> [Your instructions]:
Please copy out the records below word for word, from their first line up to and including the line that contains "pixel 927 156".

========

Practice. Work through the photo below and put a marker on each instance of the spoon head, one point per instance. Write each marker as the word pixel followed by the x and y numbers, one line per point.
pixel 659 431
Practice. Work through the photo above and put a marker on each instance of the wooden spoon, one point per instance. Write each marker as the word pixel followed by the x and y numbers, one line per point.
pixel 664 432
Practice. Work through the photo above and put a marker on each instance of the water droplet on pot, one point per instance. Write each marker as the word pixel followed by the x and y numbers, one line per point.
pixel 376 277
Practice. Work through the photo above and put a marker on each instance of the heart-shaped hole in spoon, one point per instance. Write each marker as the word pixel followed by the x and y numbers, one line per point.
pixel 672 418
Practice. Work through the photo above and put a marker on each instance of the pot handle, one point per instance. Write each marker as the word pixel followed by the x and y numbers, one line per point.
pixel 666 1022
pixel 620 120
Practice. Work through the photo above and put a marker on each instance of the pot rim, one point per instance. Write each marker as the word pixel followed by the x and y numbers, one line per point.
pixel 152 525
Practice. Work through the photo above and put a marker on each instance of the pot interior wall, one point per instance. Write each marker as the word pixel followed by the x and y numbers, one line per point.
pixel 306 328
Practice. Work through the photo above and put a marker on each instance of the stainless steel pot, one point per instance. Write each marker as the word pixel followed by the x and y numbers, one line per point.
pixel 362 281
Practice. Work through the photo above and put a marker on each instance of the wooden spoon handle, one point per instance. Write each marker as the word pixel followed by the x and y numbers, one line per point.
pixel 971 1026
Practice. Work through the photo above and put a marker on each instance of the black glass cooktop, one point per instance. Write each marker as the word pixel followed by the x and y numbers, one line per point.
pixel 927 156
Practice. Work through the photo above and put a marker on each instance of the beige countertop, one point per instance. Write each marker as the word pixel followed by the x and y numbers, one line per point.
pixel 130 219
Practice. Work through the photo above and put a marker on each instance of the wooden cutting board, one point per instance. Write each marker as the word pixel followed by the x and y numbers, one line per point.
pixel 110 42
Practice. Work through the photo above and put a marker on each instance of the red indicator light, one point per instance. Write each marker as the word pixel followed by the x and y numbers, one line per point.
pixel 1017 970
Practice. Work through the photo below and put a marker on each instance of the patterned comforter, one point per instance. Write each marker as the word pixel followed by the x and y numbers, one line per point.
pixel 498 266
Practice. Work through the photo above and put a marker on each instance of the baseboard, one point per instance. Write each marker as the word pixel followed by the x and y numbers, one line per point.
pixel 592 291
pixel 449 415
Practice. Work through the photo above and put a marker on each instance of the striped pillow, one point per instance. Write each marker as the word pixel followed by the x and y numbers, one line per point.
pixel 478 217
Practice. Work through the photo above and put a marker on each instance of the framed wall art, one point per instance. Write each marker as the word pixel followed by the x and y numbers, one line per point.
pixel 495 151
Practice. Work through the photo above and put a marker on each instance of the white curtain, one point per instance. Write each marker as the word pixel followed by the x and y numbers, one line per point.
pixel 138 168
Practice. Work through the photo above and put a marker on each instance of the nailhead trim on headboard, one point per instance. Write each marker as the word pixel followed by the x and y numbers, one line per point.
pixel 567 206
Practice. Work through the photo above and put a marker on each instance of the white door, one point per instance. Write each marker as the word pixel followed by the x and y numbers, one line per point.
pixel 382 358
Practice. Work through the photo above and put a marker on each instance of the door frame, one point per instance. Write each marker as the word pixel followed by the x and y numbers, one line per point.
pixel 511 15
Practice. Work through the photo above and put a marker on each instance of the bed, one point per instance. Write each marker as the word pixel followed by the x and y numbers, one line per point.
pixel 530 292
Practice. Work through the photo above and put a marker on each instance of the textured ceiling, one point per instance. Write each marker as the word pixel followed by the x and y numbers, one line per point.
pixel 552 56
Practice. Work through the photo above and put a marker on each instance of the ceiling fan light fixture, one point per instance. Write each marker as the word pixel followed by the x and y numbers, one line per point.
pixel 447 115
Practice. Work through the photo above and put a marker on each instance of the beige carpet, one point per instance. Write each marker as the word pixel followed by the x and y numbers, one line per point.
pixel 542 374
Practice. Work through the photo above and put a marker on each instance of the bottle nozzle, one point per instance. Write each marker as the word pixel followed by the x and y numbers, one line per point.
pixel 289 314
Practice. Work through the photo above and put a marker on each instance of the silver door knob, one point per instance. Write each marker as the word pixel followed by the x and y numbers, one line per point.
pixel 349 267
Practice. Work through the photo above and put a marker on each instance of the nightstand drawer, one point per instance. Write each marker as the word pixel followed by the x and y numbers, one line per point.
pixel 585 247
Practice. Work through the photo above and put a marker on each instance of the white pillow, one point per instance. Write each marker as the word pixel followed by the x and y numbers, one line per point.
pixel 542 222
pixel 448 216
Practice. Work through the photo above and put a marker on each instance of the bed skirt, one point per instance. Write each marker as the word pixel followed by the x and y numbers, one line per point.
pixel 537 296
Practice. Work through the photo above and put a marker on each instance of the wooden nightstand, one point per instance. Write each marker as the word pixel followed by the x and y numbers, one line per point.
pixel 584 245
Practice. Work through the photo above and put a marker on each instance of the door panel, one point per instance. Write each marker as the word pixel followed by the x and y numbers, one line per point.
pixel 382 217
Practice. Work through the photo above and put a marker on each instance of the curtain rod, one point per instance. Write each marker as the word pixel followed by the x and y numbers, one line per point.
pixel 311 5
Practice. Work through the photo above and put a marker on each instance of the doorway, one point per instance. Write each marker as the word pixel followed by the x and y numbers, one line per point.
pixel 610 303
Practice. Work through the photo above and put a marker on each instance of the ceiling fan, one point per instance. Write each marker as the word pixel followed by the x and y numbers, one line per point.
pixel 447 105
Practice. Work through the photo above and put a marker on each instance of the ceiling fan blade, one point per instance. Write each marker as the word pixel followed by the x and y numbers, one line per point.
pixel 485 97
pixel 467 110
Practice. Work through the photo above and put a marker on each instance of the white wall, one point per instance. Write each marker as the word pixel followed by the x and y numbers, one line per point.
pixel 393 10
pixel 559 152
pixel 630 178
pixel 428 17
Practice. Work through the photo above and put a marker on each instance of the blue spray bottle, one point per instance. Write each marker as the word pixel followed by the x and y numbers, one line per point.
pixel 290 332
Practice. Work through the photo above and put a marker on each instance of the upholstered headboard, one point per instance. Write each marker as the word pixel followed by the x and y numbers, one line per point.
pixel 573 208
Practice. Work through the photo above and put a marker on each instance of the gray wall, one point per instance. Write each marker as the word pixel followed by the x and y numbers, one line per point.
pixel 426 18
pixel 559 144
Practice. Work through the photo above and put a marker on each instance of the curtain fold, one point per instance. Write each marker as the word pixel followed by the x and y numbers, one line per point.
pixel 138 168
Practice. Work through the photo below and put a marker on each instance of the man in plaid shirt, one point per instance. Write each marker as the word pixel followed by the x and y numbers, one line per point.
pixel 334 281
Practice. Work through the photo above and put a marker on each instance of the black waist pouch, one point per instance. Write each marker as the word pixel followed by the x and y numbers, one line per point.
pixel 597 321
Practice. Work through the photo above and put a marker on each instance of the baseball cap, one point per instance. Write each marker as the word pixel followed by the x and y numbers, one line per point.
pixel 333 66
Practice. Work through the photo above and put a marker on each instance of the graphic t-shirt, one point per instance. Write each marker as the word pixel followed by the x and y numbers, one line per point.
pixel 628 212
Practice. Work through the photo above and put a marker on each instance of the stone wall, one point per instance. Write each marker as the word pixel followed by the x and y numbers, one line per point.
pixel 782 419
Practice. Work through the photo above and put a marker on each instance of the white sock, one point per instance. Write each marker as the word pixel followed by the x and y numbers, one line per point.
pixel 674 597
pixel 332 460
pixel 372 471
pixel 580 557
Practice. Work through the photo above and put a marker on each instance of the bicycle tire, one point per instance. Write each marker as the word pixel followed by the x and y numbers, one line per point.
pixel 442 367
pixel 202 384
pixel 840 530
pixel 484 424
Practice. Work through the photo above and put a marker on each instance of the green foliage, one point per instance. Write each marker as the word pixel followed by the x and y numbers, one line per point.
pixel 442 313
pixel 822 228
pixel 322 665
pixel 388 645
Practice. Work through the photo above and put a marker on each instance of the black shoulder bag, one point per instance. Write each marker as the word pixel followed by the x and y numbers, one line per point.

========

> [Result below]:
Practice. Work through the photo below and put a marker on each instance of the spoon head, one point per instance. Write each marker as the word pixel followed by the x and y numbers, one line per point.
pixel 659 431
Practice. Work through the photo above and put a marker on each instance of the wooden spoon, one point per instance. Write each marker as the word pixel followed by the x and y numbers, one line per point.
pixel 664 432
Practice. Work through the photo above and put a marker on each instance of the water droplet on pot, one point per instance. Write each marker as the word pixel followed by the x and y numbers, one line per point.
pixel 376 277
Practice. Work through the photo above and put a marker on each instance of the heart-shaped hole in spoon, one point per instance. Write each marker as the word pixel followed by the x and y numbers, one line per point.
pixel 672 418
Practice. Work through the photo above and put a marker on each instance of the pot handle, one point per instance. Write each marker as the word pixel followed by the x and y numbers, one line per point.
pixel 666 1022
pixel 620 120
Practice. Work through the photo above and put a marker on each instance of the pot rim, one point per instance. Write each marker as the word pixel followed by the x and y numbers, one line per point.
pixel 152 525
Practice. Work through the photo above and put a marker on each instance of the pot interior wall, one point per instance. Write each marker as the word pixel followed by the x and y numbers, one line per point.
pixel 306 328
Practice. Work through the photo above and put a marker on each instance of the stainless steel pot, one point per instance. Write each marker as the word pixel followed by the x and y numbers, one line per point.
pixel 362 281
Practice. Work through the photo above and put a marker on each instance of the wooden spoon handle, one point per instance. Write each marker as the word pixel followed by the x and y numbers, one line per point.
pixel 971 1026
Practice. Work through the photo above and put a marker on each instance of the black glass cooktop, one point per instance. Write each marker as the word pixel followed by the x and y numbers, one line per point.
pixel 927 156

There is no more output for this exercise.